Reproduce the text on Bateman's mating research, starting at the words "Deciding that patriarchal" and stopping after "know the truth.", with "patriarchal" swapped for "male-dominated" each time it appears.
____ PROVIDED PASSAGE
Cooperative polyandry occurs among The Galapagos hawk, as females will mate with up to seven different males during the mating season. Throughout the nesting period, the female and her multiple male partners take turns incubating the eggs and feeding the offspring. Wattled jacana females display resource defense polyandry, mating with multiple males on her territory and laying clutches of eggs within intervals of less than two weeks. Source

Aside from the fact that Bateman's research methodology was terrible, why on earth would any reasonable person generalize the behavior of fruit flies to humans? Why did generation after generation of scientists overlook the blatant flaws in both his research and his conclusions? Despite all of this, what we know now is that Bateman had it pretty much all wrong.

Females can gain benefits, such as reduced infanticide risk or assurance of fertilization, from mating with multiple males (polyandry). Similarly, the assumption that males will always exhibit indiscriminate mating has also been challenged by comparative studies, particularly in insects, in which the energetic costs of sperm production, courtship and copulation can select for male choosiness and the prudent allocation of mating effort. Source

It always makes good sense to look at the larger picture, to consider multiple angles for any conclusion, and to be skeptical of a research study that cannot be replicated using the same methodology. But unfortunately, too often, even within the scientific world, narratives that seem right because they meet cultural expectations can be embraced as truth.

People who bother to look and pay attention have known for a long time that Bateman's conclusions were wrong, but most people don't want to pay attention beyond "everyone knows" sorts of stories that confirm their existing beliefs and biases. As one group of researchers noted in the conclusion of their look into Bateman's work,

Our field might profitably do some soul-searching: Why were Bateman's obvious errors overlooked for so long? As we said in our primary report, legions of graduate students have for the past 40 years read and discussed Bateman. Why did they not bring attention to the errors? Surely all of them, among biologists at least, understand the elements of mutation, inheritance and Mendelian genetics. Why did their professors not challenge Bateman's results? We are inclined to the idea that Bateman's results and conclusions are so similar to status quo, dominating world-views (competitive males, dependent females) that pre-existing cultural biases of readers may have dampened skepticism and objectivity. Perhaps lack of repetition is simply due to lack of professional incentives such as funding for repetitions. (Although that doesn't explain why so few people ever pointed to the glaring errors in methodology — comment mineSource

As another group of researchers noted, "We argue that human mating strategies are unlikely to conform to a single universal pattern." Unlike animals, we have to also factor in social norms, which may vary slightly from culture to culture and from era to era. In some places in the world even now, partible paternity, where several men have sex with a woman and are considered the father of her child is a long-standing practice. It spreads fatherly feelings throughout the group which helps to maintain solidarity and cohesion as well as promoting the well-being of a greater number of children. And of course, in a lot of places, strict monogamy (at least institutionally, if not in actual practice) is the norm.

Deciding that patriarchal mores are supported by science (when they aren't) is really just another way for this social system to try to justify itself. But for a long time it's worked. A lot of people still believe this stuff and pass it along as gospel truth because it makes sense to them in a patriarchal context — because that is mostly what they've known — but that doesn't mean that it is actually true. "Everyone knows" is cultural currency but it isn't scientific fact. For me, I'd rather know the truth.
________
____ PROVIDED INFORMATION
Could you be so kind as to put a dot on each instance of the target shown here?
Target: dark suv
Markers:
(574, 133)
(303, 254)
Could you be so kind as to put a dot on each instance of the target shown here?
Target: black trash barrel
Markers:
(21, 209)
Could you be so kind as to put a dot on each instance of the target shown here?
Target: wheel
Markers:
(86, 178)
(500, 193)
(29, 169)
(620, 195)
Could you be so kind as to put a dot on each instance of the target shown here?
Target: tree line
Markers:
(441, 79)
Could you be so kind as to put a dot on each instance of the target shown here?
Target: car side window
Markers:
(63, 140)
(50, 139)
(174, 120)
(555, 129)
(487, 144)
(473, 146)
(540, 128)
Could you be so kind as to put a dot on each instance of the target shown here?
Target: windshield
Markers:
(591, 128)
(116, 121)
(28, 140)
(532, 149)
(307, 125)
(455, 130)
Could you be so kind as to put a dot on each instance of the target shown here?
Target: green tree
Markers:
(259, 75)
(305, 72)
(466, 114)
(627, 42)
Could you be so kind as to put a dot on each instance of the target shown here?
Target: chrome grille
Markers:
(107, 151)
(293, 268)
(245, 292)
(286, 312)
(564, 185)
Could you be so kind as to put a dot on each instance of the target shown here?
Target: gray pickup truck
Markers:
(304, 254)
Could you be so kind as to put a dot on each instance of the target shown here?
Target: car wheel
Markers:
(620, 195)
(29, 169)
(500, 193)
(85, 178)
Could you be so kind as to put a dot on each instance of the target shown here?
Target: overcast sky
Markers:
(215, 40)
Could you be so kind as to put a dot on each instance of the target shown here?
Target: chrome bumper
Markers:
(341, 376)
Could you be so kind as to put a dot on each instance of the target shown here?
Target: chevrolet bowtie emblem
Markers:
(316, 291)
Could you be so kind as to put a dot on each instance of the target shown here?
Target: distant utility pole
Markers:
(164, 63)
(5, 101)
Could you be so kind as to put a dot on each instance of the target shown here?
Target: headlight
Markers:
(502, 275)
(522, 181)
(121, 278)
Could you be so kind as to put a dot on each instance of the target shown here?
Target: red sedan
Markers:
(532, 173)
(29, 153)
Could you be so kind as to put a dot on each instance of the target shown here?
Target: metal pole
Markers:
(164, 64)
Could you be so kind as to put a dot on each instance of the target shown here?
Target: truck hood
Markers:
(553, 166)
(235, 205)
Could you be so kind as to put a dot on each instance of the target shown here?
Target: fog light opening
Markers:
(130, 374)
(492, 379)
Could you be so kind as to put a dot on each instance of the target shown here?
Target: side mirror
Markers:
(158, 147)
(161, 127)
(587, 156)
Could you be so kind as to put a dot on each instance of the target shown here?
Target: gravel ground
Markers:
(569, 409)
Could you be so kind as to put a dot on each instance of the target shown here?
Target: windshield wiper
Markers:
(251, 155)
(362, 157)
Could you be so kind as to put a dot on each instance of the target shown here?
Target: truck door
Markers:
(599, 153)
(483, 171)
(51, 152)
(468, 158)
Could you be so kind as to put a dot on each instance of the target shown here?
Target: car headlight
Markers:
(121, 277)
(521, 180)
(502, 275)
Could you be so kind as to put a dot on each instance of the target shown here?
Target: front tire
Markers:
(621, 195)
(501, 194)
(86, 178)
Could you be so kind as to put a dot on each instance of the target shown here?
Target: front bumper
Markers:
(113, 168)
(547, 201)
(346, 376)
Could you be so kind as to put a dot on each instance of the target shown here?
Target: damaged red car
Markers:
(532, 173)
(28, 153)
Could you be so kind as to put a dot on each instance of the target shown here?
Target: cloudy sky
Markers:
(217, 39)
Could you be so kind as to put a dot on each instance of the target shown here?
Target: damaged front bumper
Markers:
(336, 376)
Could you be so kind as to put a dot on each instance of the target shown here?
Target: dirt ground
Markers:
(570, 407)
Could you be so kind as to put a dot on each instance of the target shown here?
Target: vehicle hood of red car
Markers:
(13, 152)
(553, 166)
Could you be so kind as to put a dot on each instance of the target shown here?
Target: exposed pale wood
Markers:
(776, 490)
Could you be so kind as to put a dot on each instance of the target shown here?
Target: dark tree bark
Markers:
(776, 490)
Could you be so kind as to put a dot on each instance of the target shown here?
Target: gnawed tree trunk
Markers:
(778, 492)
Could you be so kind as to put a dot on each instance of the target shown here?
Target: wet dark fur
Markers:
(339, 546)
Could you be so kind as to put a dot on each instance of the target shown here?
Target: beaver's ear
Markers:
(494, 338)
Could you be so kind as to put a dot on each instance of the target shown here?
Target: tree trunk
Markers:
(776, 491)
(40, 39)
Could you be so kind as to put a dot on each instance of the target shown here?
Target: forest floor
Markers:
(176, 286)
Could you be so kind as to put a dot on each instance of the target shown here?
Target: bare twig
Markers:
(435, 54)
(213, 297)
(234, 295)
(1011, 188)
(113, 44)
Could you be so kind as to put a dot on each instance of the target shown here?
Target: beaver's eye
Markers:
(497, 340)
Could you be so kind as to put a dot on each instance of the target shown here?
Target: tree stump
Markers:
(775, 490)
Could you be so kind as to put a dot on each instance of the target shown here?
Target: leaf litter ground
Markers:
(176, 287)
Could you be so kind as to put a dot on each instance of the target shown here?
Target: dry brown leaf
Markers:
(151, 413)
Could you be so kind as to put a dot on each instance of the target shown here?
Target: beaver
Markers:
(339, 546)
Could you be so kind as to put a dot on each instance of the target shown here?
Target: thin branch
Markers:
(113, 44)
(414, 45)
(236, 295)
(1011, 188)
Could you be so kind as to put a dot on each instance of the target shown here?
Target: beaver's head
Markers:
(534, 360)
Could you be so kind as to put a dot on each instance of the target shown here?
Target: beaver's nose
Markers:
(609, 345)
________
REPLY TO THE TASK:
Deciding that male-dominated mores are supported by science (when they aren't) is really just another way for this social system to try to justify itself. But for a long time it's worked. A lot of people still believe this stuff and pass it along as gospel truth because it makes sense to them in a male-dominated context — because that is mostly what they've known — but that doesn't mean that it is actually true. "Everyone knows" is cultural currency but it isn't scientific fact. For me, I'd rather know the truth.